The full listing, reproduced exactly, is what the response must contain.

++++++++++++++++++++

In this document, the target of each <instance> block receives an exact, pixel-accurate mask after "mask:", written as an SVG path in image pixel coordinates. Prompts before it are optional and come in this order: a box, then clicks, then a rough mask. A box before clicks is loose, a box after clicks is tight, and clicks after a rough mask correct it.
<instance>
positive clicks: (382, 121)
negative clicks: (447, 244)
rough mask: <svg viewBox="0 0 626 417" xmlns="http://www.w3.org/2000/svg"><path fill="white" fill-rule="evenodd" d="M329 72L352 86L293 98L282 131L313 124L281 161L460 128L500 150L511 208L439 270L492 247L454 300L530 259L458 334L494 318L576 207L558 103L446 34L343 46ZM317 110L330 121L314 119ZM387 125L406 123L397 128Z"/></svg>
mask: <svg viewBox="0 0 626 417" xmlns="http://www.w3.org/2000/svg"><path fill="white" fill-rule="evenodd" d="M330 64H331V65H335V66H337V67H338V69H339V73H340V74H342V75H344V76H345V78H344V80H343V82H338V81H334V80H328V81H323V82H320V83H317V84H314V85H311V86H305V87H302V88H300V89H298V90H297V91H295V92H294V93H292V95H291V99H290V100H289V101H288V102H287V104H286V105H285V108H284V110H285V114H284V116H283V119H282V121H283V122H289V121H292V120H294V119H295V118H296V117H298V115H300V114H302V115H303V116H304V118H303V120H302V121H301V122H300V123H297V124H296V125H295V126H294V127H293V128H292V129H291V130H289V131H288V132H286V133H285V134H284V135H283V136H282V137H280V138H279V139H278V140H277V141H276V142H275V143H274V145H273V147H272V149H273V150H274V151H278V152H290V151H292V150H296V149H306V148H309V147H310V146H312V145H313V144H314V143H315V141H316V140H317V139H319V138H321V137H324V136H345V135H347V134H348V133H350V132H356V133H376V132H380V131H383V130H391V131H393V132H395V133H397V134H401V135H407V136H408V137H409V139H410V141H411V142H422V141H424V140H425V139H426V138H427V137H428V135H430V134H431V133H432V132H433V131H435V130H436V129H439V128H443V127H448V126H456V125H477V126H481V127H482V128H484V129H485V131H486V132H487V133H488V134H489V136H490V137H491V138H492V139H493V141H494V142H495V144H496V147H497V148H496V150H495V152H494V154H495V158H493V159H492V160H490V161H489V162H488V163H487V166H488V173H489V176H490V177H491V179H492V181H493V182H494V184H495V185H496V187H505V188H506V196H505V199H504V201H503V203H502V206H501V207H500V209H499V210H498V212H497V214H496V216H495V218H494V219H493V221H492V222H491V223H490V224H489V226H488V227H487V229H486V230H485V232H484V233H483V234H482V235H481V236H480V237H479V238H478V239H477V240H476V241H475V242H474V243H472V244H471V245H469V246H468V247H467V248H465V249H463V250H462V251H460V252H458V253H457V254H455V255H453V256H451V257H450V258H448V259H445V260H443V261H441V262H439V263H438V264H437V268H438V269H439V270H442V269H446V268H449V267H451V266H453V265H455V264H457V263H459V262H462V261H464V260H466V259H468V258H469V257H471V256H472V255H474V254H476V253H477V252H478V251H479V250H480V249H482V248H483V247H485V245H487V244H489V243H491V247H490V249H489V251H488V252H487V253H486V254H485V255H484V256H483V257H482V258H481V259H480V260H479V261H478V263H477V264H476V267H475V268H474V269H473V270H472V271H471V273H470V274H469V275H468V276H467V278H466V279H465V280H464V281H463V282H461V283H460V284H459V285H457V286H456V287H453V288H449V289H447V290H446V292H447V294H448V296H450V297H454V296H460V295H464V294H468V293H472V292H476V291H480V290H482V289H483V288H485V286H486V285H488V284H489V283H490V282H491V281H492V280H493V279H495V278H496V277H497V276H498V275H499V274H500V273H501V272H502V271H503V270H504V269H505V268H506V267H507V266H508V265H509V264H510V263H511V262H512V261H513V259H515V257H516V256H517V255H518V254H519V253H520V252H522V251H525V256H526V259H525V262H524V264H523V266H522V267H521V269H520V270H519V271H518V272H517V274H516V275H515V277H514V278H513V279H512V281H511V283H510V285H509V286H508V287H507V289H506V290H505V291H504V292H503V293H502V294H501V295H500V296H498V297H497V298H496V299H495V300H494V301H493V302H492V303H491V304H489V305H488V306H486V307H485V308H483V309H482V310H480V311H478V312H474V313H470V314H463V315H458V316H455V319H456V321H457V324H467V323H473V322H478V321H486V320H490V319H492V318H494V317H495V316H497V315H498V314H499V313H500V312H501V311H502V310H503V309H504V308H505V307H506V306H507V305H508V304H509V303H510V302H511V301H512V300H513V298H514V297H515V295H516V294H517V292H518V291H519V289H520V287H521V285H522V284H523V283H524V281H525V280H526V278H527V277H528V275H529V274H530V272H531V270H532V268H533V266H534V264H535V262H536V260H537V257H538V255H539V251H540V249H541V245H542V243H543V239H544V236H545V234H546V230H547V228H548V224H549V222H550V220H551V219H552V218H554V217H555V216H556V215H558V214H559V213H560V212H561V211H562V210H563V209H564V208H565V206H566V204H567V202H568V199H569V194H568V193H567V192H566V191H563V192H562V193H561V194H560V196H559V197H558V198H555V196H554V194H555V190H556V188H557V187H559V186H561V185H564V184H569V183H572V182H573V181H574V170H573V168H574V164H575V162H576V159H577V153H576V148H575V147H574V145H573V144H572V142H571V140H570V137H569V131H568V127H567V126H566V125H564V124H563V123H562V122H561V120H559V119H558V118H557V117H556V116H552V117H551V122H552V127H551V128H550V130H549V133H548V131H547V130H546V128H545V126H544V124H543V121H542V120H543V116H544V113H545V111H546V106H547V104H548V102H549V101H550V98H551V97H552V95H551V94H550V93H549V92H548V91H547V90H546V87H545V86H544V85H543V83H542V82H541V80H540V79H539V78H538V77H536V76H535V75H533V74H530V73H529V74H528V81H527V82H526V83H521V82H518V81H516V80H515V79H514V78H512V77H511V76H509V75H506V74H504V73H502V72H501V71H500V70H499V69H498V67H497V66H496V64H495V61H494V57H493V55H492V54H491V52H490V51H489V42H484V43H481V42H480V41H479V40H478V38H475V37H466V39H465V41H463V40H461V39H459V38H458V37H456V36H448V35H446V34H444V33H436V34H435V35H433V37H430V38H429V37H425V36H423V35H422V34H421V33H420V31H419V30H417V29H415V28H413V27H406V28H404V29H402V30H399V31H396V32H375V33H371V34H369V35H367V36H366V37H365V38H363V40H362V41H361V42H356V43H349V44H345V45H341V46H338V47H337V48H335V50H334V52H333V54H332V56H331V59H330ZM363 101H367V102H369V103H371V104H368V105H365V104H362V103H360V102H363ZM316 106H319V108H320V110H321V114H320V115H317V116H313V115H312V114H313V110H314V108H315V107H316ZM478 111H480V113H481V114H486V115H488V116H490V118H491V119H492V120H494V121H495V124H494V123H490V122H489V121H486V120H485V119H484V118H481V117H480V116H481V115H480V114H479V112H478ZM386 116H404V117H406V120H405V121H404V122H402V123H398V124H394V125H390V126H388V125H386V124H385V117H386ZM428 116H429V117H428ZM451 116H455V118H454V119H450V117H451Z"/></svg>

++++++++++++++++++++

* [Task solution]
In this document, the target of each <instance> block receives an exact, pixel-accurate mask after "mask:", written as an SVG path in image pixel coordinates. Prompts before it are optional and come in this order: a box, then clicks, then a rough mask. A box before clicks is loose, a box after clicks is tight, and clicks after a rough mask correct it.
<instance>
positive clicks: (382, 121)
negative clicks: (447, 244)
rough mask: <svg viewBox="0 0 626 417" xmlns="http://www.w3.org/2000/svg"><path fill="white" fill-rule="evenodd" d="M329 72L352 86L293 98L282 131L313 124L281 161L460 128L500 150L511 208L439 270L492 247L454 300L530 259L458 334L494 318L576 207L558 103L446 34L343 46ZM317 110L330 121L314 119ZM387 125L406 123L397 128Z"/></svg>
mask: <svg viewBox="0 0 626 417" xmlns="http://www.w3.org/2000/svg"><path fill="white" fill-rule="evenodd" d="M330 64H331V65H335V66H337V67H338V69H339V73H340V74H342V75H344V76H345V78H344V80H343V82H338V81H334V80H328V81H323V82H320V83H317V84H314V85H311V86H305V87H302V88H300V89H298V90H297V91H295V92H294V93H292V95H291V99H290V100H289V101H288V102H287V104H286V105H285V108H284V110H285V114H284V116H283V119H282V121H283V122H289V121H292V120H294V119H295V118H296V117H298V115H300V114H302V115H303V116H304V118H303V120H302V121H301V122H300V123H297V124H296V125H295V126H294V127H293V128H292V129H291V130H289V131H288V132H286V133H285V134H284V135H283V136H282V137H280V138H279V139H278V140H277V141H276V142H275V143H274V145H273V147H272V149H273V150H274V151H278V152H290V151H292V150H296V149H306V148H309V147H310V146H312V145H313V144H314V143H315V141H316V140H317V139H319V138H321V137H324V136H345V135H347V134H348V133H350V132H356V133H376V132H380V131H383V130H391V131H393V132H395V133H397V134H401V135H407V136H408V137H409V139H410V141H411V142H422V141H424V140H425V139H426V138H427V137H428V135H430V134H431V133H432V132H433V131H435V130H436V129H439V128H443V127H448V126H456V125H477V126H481V127H482V128H484V129H485V131H486V132H487V133H488V134H489V136H490V137H491V138H492V139H493V141H494V142H495V144H496V147H497V148H496V150H495V152H494V154H495V158H493V159H492V160H490V161H489V162H488V163H487V166H488V173H489V176H490V177H491V179H492V181H493V182H494V184H495V185H496V187H505V188H506V196H505V199H504V201H503V203H502V206H501V207H500V209H499V210H498V212H497V214H496V216H495V218H494V219H493V221H492V222H491V223H490V224H489V226H488V227H487V229H486V230H485V232H484V233H483V234H482V235H481V236H480V237H479V238H478V239H477V240H476V241H475V242H474V243H472V244H471V245H469V246H468V247H467V248H465V249H463V250H462V251H460V252H458V253H457V254H455V255H453V256H451V257H450V258H448V259H445V260H443V261H441V262H439V263H438V264H437V268H438V269H439V270H442V269H446V268H449V267H451V266H453V265H455V264H457V263H459V262H462V261H464V260H466V259H468V258H469V257H471V256H472V255H474V254H476V253H477V252H478V251H479V250H480V249H482V248H483V247H485V245H487V244H489V243H491V247H490V249H489V251H488V252H487V253H486V254H485V255H484V256H483V257H482V258H481V259H480V260H479V261H478V263H477V264H476V267H475V268H474V269H473V270H472V271H471V273H470V274H469V275H468V276H467V278H466V279H465V280H464V281H463V282H461V283H460V284H459V285H457V286H456V287H453V288H449V289H447V290H446V292H447V294H448V296H450V297H454V296H460V295H464V294H468V293H472V292H476V291H480V290H482V289H483V288H485V286H486V285H488V284H489V283H490V282H491V281H492V280H493V279H495V278H496V277H497V276H498V275H499V274H500V273H501V272H502V271H503V270H504V269H505V268H506V267H507V266H508V265H509V264H510V263H511V262H512V261H513V259H515V257H516V256H517V255H518V254H519V253H520V252H522V251H525V256H526V259H525V262H524V264H523V266H522V267H521V269H520V270H519V271H518V272H517V274H516V275H515V277H514V278H513V279H512V281H511V283H510V285H509V286H508V287H507V289H506V290H505V291H504V292H503V293H502V294H501V295H500V296H498V297H497V298H496V299H495V300H494V301H493V302H492V303H491V304H489V305H488V306H486V307H485V308H483V309H482V310H480V311H478V312H474V313H470V314H463V315H458V316H455V319H456V321H457V324H467V323H473V322H478V321H486V320H490V319H492V318H494V317H495V316H497V315H498V314H499V313H500V312H501V311H502V310H503V309H504V308H505V307H506V306H507V305H508V304H509V303H510V302H511V301H512V300H513V298H514V297H515V295H516V294H517V292H518V291H519V289H520V287H521V285H522V284H523V283H524V281H525V280H526V278H527V277H528V275H529V274H530V272H531V270H532V268H533V266H534V264H535V262H536V260H537V257H538V255H539V251H540V249H541V245H542V243H543V239H544V236H545V234H546V230H547V228H548V224H549V222H550V220H551V219H552V218H554V217H555V216H556V215H558V214H559V213H560V212H561V211H562V210H563V209H564V208H565V206H566V204H567V202H568V199H569V194H568V193H567V192H566V191H563V192H562V193H561V194H560V196H559V197H558V198H555V196H554V194H555V190H556V188H557V187H559V186H561V185H564V184H569V183H572V182H573V181H574V170H573V168H574V164H575V162H576V159H577V153H576V148H575V147H574V145H573V144H572V142H571V140H570V137H569V131H568V127H567V126H566V125H564V124H563V123H562V122H561V120H559V119H558V118H557V117H556V116H552V117H551V122H552V127H551V128H550V130H549V133H548V131H547V130H546V128H545V126H544V124H543V121H542V120H543V116H544V113H545V111H546V106H547V104H548V102H549V101H550V98H551V97H552V95H551V94H550V93H549V92H548V91H547V90H546V87H545V86H544V85H543V83H542V82H541V80H540V79H539V78H538V77H536V76H535V75H533V74H530V73H529V74H528V81H527V82H526V83H521V82H518V81H516V80H515V79H514V78H512V77H511V76H509V75H506V74H504V73H502V72H501V71H500V70H499V69H498V67H497V66H496V64H495V61H494V57H493V55H492V54H491V52H490V51H489V42H484V43H481V42H480V41H479V40H478V38H475V37H466V39H465V41H463V40H461V39H459V38H458V37H456V36H448V35H446V34H444V33H436V34H435V35H433V37H430V38H429V37H425V36H423V35H422V34H421V33H420V31H419V30H417V29H415V28H413V27H406V28H404V29H402V30H399V31H396V32H375V33H371V34H369V35H367V36H366V37H365V38H363V40H362V41H361V42H356V43H349V44H345V45H341V46H338V47H337V48H335V50H334V52H333V54H332V56H331V59H330ZM363 101H367V102H369V103H371V104H368V105H365V104H362V103H360V102H363ZM316 106H319V108H320V110H321V114H320V115H317V116H313V115H312V114H313V110H314V108H315V107H316ZM478 111H480V113H481V114H486V115H488V116H490V118H491V119H492V120H494V121H495V124H494V123H490V122H489V121H486V120H485V119H484V118H481V117H480V116H481V115H480V114H479V112H478ZM386 116H404V117H406V120H405V121H404V122H402V123H398V124H394V125H390V126H388V125H386V124H385V117H386ZM428 116H429V117H428ZM451 116H455V118H454V119H450V117H451Z"/></svg>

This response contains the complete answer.